— Extract to read —
=====
I don't think anyone arguing for setting fidelity would do so. People brought up the idea of changing setting specifics in regards to the presence of Orcs, so that's what people have largely been discussing. If someone had brought up making minotaurs not-seafaring for whatever reason, that's what the 200 pages would be about. Granted, it'd probably be less long and contentious, as the argument about racial restrictions neatly slots into classic "Whose desires matter more at the table?" That's what seems to be the real point of contention (and likely why folks on both sides are so intent on being "right" rather than increasing their understanding).
I don't disagree here at all. This is my point... I do think there are things that make a setting unique or interesting. I just tend to think those things are usually not related to racial choice in the RPG version of the setting.
I also think there is a difference between a setting that's designed to be one for an RPG and a setting that's designed for fiction that later gets adapted to RPGs.
Dragonlance as a setting is going to have a lot of the standard elements of D&D. I don't really think that's anywhere near as problematic as many claim it to be.
=====
— Data lines —
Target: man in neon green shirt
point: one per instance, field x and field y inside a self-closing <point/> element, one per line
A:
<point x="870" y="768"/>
=====
— Exercises to complete —
**A.** Render this sentence from the discussion of setting fidelity into Spanish: "I also think there is a difference between a setting that's designed to be one for an RPG and a setting that's designed for fiction that later gets adapted to RPGs."
**B.** Write what comes next in the discussion of setting fidelity, picking up after its final sentence.
The listing isn't needed for any of this.

— Expected answers —
**A.** También creo que hay una diferencia entre un escenario diseñado como escenario para un juego de rol y un escenario diseñado para la ficción que más tarde se adapta a los juegos de rol.

**B.**
Nobody said you would lead with it. Why do you guys keep trying to turn, "Orcs not being present alter the feel of the setting for some people" into "Orcs being present is the only, biggest, baddest concern than we have with the setting!!!!!!"?
My point has been that people focus on the wrong elements when they discuss a setting. I have no doubt that for some people, the presence of orcs in Dragonlance alters their sense of the setting.
My point is that, as a game setting, my level of concern for that feeling is minimal.
What's odd would be having to put 50,000 beholders into Middle Earth if I wanted one that wandered in from the void(another plane) like Ungoliant did.
I have no idea what you mean here.
There's absolutely nothing odd with keeping orcs off of Krynn as a race, but allowing one to wander in.
Wander in from where? Another plane or something?
Introducing planar travel is a bigger shift to the default setting than a tribe of orcs existing in the setting that had been previously unencountered. Or having orcs be prominent on one of the other, less explored continents.
There would seem to me to be several options to introduce a new player race without also having to add planar travel and the like.
And this is just hugely arrogant. You've just declared your perspective to be the one true proper perspective and everyone else's to be "just misguided.
We all get to decide how we feel about the various fictional elements that go into a book, movie, game, setting or whatever. Your feelings on the matter aren't better or more important that mine, and mine aren't misguided or minor just because they don't match up to yours.
I would say that you are arguing for the one true proper perspective, actually. That's what I'm challenging.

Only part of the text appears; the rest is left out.